_WHAT YOU NEED TO DO_
A. Reproduce a passage from the email about Jetty continuations, beginning at the words "On Thu June" and stopping after "doesn't hinder me.".
B. In the email about Jetty continuations, which exception did the writer get after continuing to work with the continuation object?
C. Pick up the email about Jetty continuations where it stops and continue writing it.

═══ TEXT SECTION ═══

On Thu June 18 2009 2:35:01 am Hannes Schubert wrote:
> Hi Dan,
>
> thank you, the hint to JETTY-536 does explain it all. But from my
> perspective it does not make sense to keep the Continuation object after
> the
>
> service call succeeded. This is what Mario implemented in his workaround:
> >> do this to prevent usage of cpu resources for requests that are expired
> >> anyway.
> >>
> >> However I just saw that in the trunk there's a method isExpired on the
> >> Continuation, so I'll just use that. And I just set >the object to null
> >> as soon as I processed the request, so that doesn't hinder me.
>
> I tried to do similar things by checking isPending() and isResumed() in
> case of isNew() is false. However, by working on with that continuation
> object I got com.ctc.wstx.exc.WstxEOFException. So the only workaround I
> see is to invoke each service call in its own client thread, as long as I
> do not have the option to dismiss the (Jetty's) continuation object, e.g.

═══ DATASET ═══

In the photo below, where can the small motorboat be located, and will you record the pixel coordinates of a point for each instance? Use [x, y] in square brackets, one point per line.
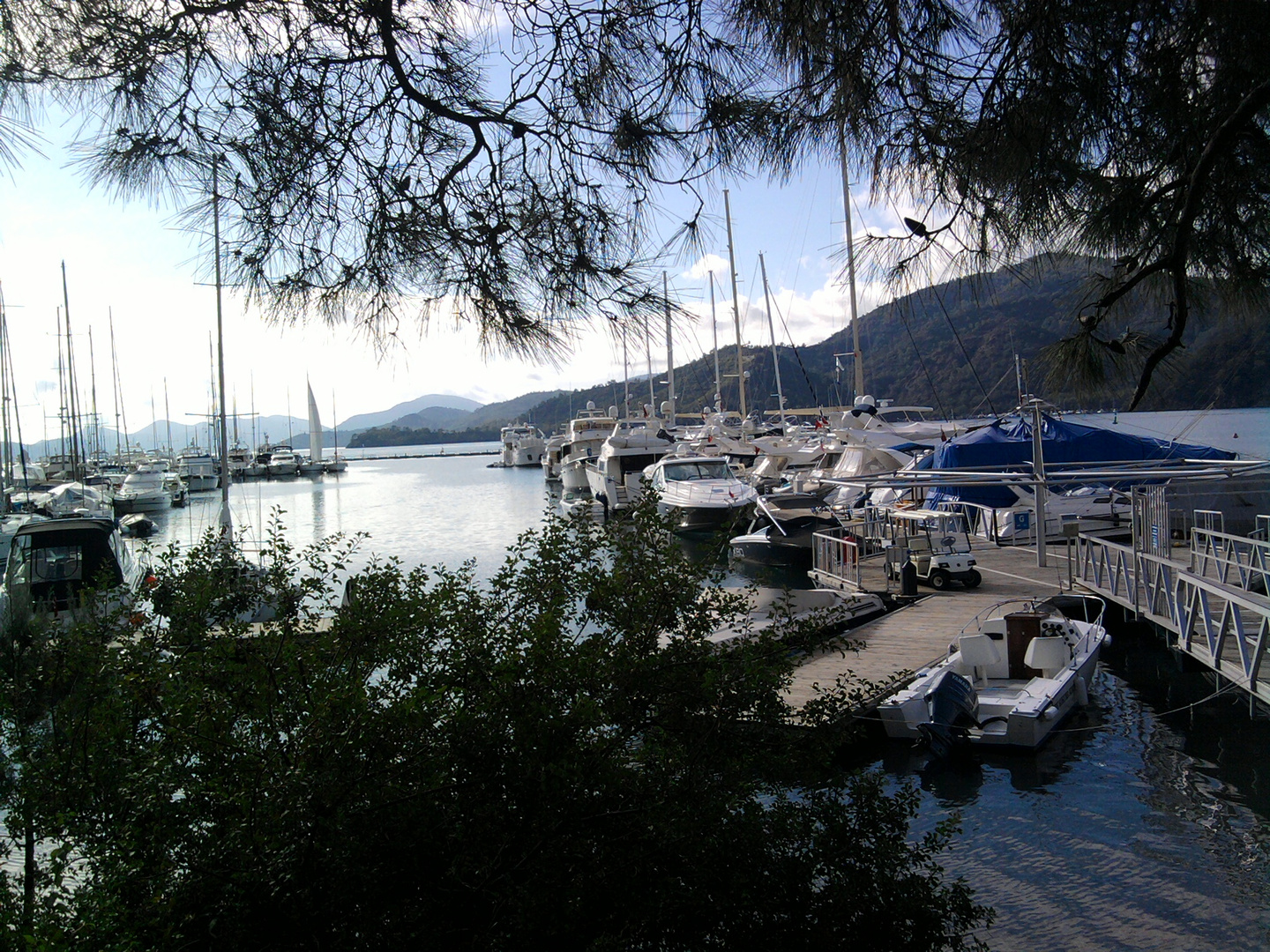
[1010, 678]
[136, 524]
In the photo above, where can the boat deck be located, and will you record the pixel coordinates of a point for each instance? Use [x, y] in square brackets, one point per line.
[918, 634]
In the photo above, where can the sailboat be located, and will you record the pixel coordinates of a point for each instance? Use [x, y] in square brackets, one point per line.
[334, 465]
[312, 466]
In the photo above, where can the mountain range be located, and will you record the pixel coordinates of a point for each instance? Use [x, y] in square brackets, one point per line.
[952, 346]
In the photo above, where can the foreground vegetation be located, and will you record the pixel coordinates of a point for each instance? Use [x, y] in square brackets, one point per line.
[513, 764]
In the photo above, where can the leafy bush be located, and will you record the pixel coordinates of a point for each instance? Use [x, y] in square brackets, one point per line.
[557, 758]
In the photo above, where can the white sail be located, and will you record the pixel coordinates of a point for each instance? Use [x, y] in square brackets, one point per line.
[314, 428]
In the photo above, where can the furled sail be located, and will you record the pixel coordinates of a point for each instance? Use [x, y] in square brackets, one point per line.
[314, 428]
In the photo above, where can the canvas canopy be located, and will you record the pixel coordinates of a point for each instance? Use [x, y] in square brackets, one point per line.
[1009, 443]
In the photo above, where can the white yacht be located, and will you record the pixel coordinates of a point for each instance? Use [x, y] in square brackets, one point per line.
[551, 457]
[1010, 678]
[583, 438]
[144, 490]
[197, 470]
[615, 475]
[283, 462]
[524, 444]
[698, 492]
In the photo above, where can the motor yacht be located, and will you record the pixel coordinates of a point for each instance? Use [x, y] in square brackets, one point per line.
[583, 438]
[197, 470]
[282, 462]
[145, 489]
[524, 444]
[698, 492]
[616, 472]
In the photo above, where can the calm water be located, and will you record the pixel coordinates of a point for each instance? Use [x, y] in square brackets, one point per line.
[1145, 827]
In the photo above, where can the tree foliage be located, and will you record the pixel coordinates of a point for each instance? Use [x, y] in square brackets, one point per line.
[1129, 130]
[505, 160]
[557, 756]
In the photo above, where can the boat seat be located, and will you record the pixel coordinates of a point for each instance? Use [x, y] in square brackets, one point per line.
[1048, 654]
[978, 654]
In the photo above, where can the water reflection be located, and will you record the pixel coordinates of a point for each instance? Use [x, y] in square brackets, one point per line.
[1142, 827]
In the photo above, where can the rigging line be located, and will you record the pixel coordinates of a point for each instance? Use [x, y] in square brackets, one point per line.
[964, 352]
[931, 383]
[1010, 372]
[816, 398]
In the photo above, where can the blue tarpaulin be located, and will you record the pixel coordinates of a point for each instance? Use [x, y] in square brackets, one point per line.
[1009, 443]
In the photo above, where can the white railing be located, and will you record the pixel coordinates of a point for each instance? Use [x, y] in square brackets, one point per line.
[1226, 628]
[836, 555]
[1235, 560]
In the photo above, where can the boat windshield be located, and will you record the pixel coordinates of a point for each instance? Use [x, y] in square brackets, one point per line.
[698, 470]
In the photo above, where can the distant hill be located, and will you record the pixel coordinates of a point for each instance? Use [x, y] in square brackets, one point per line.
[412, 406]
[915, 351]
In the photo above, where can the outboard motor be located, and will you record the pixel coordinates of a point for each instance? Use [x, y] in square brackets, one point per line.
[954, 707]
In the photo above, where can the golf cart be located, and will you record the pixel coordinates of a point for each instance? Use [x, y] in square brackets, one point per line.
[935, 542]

═══
═══ DATASET ═══

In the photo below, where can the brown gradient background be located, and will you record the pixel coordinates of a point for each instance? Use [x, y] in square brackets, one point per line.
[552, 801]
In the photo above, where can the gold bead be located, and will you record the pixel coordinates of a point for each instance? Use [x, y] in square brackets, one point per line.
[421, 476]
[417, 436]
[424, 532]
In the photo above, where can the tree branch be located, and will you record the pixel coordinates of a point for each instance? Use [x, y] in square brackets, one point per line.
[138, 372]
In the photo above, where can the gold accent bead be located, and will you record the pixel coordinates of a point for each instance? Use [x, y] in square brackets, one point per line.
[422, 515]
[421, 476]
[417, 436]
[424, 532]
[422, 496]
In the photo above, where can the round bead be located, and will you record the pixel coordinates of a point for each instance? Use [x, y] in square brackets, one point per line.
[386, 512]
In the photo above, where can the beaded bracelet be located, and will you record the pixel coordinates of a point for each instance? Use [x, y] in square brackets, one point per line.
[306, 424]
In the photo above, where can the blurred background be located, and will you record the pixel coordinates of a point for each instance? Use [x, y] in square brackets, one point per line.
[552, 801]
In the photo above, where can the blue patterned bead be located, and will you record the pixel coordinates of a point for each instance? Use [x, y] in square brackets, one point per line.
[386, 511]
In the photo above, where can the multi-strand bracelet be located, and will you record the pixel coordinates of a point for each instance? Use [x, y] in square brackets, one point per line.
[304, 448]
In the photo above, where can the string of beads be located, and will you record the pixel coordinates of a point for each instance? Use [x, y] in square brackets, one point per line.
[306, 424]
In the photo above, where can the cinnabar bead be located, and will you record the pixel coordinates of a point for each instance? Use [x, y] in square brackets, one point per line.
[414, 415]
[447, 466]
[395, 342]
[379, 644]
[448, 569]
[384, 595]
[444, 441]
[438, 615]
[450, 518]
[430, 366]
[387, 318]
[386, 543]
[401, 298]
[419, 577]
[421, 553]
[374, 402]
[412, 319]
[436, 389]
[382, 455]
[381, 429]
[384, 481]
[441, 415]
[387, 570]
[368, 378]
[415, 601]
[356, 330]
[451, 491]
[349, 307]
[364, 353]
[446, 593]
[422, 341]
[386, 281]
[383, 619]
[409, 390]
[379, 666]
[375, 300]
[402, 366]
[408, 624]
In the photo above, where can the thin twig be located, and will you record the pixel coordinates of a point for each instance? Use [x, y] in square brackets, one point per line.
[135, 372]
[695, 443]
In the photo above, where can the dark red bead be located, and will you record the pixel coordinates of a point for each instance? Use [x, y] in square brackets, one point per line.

═══
═══ DATASET ═══

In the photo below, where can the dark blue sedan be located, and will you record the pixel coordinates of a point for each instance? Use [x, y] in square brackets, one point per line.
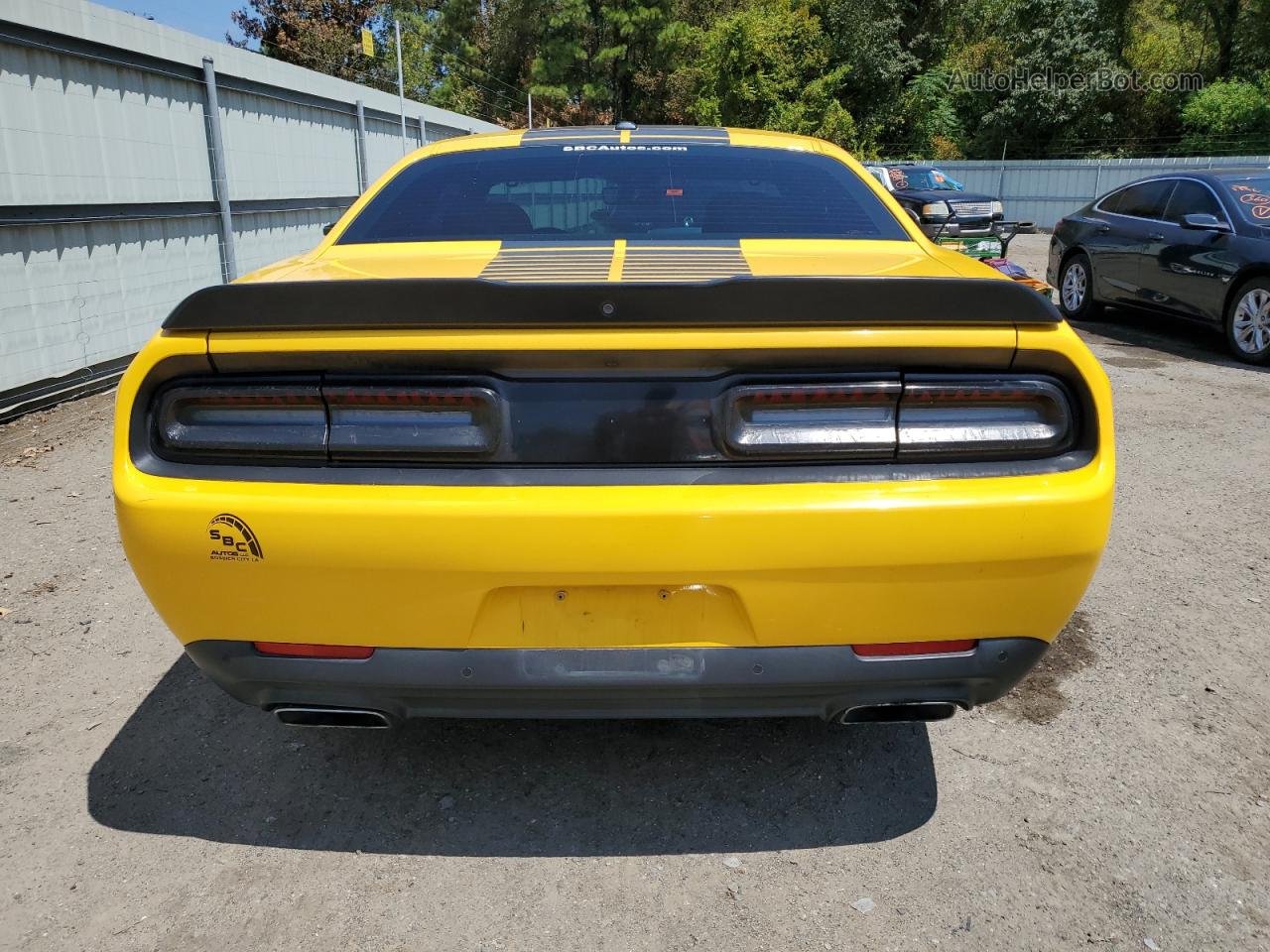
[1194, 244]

═══

_EXPECTED OUTPUTS_
A.
On Thu June 18 2009 2:35:01 am Hannes Schubert wrote:
> Hi Dan,
>
> thank you, the hint to JETTY-536 does explain it all. But from my
> perspective it does not make sense to keep the Continuation object after
> the
>
> service call succeeded. This is what Mario implemented in his workaround:
> >> do this to prevent usage of cpu resources for requests that are expired
> >> anyway.
> >>
> >> However I just saw that in the trunk there's a method isExpired on the
> >> Continuation, so I'll just use that. And I just set >the object to null
> >> as soon as I processed the request, so that doesn't hinder me.

B. com.ctc.wstx.exc.WstxEOFException

C.
> by calling (CXFs) continuation reset method.

That's because CXF internally is assuming the isNew is true for the request, 
not connection, just like you did.   I have a fix for that that I'm running 
tests with now.  

I think the other workaround is to turn keep-alives off.   I believe in Jetty, 
it's on a per-connection basis so if the keep-alives are off, a new connection 
is made and a new continuation is created.    I could be wrong though.   :-)

Dan



>
> Best regards
> Hannes
>
> dkulp wrote:
> > On Wed June 17 2009 4:33:05 pm Daniel Kulp wrote:
> >> This looks to be a bug.   Not sure yet if it's in Jetty or in the CXF
> >> wrapper. Still kind of digging.
> >
> > Just found http://jira.codehaus.org/browse/JETTY-536
> >
> > Thus, "isNew()" behavior isn't quite what we expected.   Thus, there
> > definitely are some bugs in CXF here.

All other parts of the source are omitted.